**やること**
本文を、「A お子さんが周囲の人に対し」がある言葉から書き始めて「経験を身につけていくのです。」まで、一字も変えずに書き写してください。

**本文**
友達をたたいてしまう
Q 買い物などで見かけた同じ年齢ぐらいの子に寄って行ってはたたいたり、すべり台の上でも友達をたたいてしまいます。危ないのでつい強い口調でしかってしまいます。
A お子さんが周囲の人に対して関心を向け始めたのですね。知らない子に寄っていくのは「お友達になりたい」「仲良くしょう」というサインでしょう。この時期の子どもは同年齢の子ども同士の遊びの中で、自分ではできないことをやってもらったり、相手の反応からたくさんの刺激を受けたりして対人関係を学んでいきます。日常行動では「自分でやりたい」「自分が先にやりたい」などと願望をはっきり主張します。お子さんの気持ちを大切にし、お母さんは認める、励ます、ほめるを心掛けて接してあげましょう。どんなことでも失敗を繰り返しながらできるようになることで、頑張るという尊い経験を身につけていくのです。

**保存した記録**
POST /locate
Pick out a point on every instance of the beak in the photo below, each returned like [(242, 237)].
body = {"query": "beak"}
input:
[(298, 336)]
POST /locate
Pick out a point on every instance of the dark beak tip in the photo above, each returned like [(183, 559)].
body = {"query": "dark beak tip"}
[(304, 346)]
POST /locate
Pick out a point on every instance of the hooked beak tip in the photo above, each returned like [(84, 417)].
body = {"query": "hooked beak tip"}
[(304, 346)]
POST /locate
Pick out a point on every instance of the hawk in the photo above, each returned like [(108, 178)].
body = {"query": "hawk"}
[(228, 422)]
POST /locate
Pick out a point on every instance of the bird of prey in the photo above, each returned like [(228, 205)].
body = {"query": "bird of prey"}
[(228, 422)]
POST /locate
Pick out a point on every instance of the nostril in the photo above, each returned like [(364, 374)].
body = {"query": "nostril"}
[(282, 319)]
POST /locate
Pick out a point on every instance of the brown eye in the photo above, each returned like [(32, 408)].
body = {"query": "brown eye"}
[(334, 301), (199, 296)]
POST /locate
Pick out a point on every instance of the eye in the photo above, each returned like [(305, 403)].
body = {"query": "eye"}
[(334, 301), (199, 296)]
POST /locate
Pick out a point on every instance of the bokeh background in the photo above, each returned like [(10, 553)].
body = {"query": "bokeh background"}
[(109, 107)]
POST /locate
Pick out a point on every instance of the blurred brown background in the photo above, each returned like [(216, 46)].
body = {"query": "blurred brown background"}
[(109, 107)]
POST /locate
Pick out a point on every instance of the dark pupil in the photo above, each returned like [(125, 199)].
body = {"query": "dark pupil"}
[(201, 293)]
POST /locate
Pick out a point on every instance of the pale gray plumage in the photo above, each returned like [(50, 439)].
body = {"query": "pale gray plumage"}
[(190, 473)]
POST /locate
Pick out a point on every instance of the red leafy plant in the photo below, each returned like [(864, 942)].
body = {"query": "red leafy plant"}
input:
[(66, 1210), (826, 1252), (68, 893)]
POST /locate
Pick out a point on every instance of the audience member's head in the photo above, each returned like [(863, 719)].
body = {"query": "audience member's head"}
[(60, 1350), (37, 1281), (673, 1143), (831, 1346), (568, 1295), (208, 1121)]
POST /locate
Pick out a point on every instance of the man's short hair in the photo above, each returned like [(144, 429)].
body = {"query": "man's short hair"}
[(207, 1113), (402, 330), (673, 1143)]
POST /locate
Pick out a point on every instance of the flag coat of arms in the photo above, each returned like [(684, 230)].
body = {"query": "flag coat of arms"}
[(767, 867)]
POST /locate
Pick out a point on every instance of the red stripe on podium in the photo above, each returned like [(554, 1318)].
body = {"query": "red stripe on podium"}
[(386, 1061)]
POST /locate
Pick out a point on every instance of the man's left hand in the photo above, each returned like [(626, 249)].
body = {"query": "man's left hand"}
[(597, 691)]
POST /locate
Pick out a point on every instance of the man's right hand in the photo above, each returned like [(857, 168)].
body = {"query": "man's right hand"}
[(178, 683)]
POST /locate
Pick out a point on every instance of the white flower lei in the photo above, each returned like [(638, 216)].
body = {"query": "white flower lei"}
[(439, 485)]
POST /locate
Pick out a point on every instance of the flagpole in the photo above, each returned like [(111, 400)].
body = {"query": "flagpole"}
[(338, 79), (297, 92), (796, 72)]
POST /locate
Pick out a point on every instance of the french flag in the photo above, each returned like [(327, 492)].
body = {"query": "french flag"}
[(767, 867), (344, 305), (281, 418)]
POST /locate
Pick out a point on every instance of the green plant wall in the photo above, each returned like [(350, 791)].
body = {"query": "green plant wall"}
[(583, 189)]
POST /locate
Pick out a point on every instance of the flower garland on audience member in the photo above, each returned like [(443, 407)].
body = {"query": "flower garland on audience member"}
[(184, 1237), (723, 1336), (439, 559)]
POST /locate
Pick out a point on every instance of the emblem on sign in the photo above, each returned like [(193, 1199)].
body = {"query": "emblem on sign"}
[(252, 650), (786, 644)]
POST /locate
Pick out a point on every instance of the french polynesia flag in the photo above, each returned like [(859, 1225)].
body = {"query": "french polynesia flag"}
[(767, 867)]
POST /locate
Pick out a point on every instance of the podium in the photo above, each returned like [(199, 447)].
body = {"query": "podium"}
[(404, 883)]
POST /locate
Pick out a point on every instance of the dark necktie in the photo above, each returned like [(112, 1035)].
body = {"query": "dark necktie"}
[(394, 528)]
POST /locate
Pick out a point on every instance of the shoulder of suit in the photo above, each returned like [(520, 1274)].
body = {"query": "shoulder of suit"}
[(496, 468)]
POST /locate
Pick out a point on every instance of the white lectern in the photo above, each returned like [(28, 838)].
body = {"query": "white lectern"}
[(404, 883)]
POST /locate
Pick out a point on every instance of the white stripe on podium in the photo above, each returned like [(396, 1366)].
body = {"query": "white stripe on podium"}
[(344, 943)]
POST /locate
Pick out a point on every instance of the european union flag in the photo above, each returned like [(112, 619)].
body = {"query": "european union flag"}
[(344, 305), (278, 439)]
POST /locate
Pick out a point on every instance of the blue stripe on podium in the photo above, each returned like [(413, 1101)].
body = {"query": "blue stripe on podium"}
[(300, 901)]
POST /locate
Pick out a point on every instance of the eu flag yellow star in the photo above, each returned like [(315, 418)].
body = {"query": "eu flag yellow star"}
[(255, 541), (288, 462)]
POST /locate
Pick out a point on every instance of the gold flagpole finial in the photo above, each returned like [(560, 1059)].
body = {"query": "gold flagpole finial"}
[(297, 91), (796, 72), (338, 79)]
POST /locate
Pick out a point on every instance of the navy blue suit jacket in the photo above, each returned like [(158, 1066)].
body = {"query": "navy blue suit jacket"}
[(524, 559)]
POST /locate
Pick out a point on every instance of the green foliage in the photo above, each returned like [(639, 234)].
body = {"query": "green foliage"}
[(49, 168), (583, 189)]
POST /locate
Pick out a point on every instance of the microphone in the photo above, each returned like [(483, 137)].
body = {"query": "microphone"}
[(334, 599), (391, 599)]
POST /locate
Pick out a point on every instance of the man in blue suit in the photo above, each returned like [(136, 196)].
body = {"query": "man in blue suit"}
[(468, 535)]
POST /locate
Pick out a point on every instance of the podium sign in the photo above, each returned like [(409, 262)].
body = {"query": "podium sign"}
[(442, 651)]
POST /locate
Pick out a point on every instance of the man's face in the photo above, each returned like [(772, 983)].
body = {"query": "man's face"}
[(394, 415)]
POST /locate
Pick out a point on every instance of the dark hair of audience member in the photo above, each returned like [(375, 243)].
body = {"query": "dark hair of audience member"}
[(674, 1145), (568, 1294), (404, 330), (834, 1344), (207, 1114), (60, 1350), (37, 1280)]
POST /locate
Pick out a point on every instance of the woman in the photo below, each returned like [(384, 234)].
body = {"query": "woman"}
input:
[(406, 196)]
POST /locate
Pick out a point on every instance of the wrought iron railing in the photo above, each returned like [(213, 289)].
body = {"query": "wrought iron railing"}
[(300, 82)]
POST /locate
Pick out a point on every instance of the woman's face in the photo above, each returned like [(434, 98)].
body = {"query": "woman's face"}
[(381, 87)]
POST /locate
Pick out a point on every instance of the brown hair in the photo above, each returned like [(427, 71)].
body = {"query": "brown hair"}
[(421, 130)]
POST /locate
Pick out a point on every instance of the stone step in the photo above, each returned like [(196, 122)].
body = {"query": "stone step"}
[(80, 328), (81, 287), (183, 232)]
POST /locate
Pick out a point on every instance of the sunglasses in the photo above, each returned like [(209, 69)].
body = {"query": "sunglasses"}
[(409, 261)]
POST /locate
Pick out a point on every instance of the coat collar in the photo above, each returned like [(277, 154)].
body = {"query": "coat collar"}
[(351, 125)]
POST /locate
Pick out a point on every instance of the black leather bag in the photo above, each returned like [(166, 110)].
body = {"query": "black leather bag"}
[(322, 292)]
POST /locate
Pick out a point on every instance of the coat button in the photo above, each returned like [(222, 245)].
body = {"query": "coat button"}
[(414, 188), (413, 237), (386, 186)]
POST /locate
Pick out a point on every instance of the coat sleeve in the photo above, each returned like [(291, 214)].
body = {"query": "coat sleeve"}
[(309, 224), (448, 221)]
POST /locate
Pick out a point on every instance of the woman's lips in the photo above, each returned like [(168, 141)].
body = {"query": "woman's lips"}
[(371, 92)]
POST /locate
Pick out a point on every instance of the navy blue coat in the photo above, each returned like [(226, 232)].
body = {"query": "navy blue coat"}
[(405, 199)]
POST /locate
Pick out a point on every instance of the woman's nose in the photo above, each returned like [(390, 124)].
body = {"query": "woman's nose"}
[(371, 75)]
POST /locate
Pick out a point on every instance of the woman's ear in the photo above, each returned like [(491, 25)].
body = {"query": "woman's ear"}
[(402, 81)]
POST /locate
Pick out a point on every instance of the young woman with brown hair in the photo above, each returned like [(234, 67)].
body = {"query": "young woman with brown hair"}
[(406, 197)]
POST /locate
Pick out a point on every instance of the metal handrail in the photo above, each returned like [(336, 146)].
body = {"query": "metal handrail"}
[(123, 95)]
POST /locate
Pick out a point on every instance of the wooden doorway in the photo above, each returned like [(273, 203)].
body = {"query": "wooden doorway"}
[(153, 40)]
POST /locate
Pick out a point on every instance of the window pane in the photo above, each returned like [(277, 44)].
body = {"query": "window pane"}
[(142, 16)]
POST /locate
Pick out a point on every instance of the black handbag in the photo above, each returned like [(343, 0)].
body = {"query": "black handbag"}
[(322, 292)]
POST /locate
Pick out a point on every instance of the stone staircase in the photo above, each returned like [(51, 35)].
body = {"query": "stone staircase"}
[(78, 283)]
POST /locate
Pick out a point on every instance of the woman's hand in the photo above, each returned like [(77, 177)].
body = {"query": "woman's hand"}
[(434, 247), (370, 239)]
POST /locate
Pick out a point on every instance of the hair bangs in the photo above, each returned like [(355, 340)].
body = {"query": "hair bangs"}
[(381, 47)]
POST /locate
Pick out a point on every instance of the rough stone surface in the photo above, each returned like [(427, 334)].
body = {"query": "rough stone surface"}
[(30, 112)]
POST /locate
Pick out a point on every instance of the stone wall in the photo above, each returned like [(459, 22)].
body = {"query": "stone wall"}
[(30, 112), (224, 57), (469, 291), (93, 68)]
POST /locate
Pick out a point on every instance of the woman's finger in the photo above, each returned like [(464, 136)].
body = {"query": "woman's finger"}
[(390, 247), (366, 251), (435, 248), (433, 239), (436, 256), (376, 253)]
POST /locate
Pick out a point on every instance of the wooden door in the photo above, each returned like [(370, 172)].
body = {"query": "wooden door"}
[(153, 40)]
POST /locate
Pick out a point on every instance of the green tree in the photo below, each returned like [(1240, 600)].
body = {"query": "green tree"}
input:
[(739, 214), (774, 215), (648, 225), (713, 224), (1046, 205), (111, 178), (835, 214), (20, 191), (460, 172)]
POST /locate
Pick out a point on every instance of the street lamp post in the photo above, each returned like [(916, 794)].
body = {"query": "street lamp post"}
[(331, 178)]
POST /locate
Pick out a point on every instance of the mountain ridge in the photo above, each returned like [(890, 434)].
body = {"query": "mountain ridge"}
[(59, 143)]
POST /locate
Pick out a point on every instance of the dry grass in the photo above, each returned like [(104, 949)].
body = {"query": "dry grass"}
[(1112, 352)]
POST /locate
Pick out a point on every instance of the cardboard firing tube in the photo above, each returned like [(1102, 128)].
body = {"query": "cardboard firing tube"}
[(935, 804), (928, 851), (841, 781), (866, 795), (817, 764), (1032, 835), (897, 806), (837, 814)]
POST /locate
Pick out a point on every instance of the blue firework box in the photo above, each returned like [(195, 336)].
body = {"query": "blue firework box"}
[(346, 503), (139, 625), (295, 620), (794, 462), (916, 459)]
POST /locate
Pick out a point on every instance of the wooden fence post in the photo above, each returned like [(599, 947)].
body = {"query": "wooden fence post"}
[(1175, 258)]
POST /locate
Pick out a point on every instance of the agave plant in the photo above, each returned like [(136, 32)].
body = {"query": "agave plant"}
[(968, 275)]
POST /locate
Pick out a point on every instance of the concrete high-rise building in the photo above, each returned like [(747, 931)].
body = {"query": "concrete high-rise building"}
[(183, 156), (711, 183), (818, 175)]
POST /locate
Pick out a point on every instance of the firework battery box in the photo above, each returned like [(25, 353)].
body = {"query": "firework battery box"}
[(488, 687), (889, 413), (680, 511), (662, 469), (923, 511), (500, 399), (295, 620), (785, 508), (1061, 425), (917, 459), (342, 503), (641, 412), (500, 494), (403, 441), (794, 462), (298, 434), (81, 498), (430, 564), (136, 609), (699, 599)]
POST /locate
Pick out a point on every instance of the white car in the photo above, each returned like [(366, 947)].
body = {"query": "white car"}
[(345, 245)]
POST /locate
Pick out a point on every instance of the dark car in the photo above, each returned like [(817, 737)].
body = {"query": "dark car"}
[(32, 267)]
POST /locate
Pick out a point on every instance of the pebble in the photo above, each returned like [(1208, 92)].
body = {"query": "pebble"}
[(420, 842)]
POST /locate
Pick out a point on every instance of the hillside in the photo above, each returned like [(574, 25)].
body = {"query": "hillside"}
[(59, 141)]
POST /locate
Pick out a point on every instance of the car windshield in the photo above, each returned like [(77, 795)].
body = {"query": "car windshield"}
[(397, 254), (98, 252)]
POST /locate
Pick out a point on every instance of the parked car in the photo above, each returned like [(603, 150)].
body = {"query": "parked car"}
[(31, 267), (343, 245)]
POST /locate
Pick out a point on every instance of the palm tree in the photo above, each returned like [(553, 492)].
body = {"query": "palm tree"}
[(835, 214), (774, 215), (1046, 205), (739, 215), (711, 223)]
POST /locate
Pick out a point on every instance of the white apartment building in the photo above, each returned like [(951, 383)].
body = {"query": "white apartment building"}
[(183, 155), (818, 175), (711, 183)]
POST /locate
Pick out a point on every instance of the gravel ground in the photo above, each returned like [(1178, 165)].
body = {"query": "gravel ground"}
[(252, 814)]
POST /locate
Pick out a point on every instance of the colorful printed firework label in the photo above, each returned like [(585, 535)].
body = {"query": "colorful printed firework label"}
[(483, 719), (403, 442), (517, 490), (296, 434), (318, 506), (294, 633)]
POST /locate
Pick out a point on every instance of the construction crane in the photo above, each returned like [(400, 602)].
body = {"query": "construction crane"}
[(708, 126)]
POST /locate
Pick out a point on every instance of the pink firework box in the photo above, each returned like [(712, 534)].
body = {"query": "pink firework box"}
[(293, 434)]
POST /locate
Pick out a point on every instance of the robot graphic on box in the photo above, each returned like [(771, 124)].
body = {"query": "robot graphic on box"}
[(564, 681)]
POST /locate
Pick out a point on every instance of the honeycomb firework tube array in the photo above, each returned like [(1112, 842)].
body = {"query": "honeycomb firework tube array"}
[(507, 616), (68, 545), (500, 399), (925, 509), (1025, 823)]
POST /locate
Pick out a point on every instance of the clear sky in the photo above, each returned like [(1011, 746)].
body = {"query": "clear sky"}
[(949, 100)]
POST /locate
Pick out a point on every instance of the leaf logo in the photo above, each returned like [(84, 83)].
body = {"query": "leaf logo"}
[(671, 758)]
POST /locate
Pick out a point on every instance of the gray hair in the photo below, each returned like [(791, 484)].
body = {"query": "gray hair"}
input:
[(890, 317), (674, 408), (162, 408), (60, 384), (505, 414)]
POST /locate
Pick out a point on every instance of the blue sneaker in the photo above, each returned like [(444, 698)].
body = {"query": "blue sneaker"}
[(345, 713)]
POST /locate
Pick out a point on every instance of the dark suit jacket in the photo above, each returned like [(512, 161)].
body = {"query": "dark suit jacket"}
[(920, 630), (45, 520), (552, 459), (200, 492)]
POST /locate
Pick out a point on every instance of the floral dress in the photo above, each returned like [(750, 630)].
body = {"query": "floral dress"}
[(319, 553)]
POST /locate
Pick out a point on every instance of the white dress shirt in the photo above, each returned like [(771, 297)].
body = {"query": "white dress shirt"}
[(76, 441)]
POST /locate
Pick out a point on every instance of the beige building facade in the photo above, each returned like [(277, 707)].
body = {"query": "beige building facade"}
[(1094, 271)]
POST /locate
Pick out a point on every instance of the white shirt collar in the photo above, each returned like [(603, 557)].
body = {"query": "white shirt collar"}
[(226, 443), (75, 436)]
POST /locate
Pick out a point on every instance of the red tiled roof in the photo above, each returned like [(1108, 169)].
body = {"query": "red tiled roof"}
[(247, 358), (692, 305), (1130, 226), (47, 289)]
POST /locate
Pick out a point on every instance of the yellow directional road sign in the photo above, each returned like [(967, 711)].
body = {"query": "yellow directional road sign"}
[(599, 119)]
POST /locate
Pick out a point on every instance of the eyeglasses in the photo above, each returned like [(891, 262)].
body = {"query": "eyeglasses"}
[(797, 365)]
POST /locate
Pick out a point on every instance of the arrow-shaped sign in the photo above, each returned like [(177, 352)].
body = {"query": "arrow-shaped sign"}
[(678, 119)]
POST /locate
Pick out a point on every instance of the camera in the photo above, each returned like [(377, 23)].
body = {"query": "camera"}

**答え**
A お子さんが周囲の人に対して関心を向け始めたのですね。知らない子に寄っていくのは「お友達になりたい」「仲良くしょう」というサインでしょう。この時期の子どもは同年齢の子ども同士の遊びの中で、自分ではできないことをやってもらったり、相手の反応からたくさんの刺激を受けたりして対人関係を学んでいきます。日常行動では「自分でやりたい」「自分が先にやりたい」などと願望をはっきり主張します。お子さんの気持ちを大切にし、お母さんは認める、励ます、ほめるを心掛けて接してあげましょう。どんなことでも失敗を繰り返しながらできるようになることで、頑張るという尊い経験を身につけていくのです。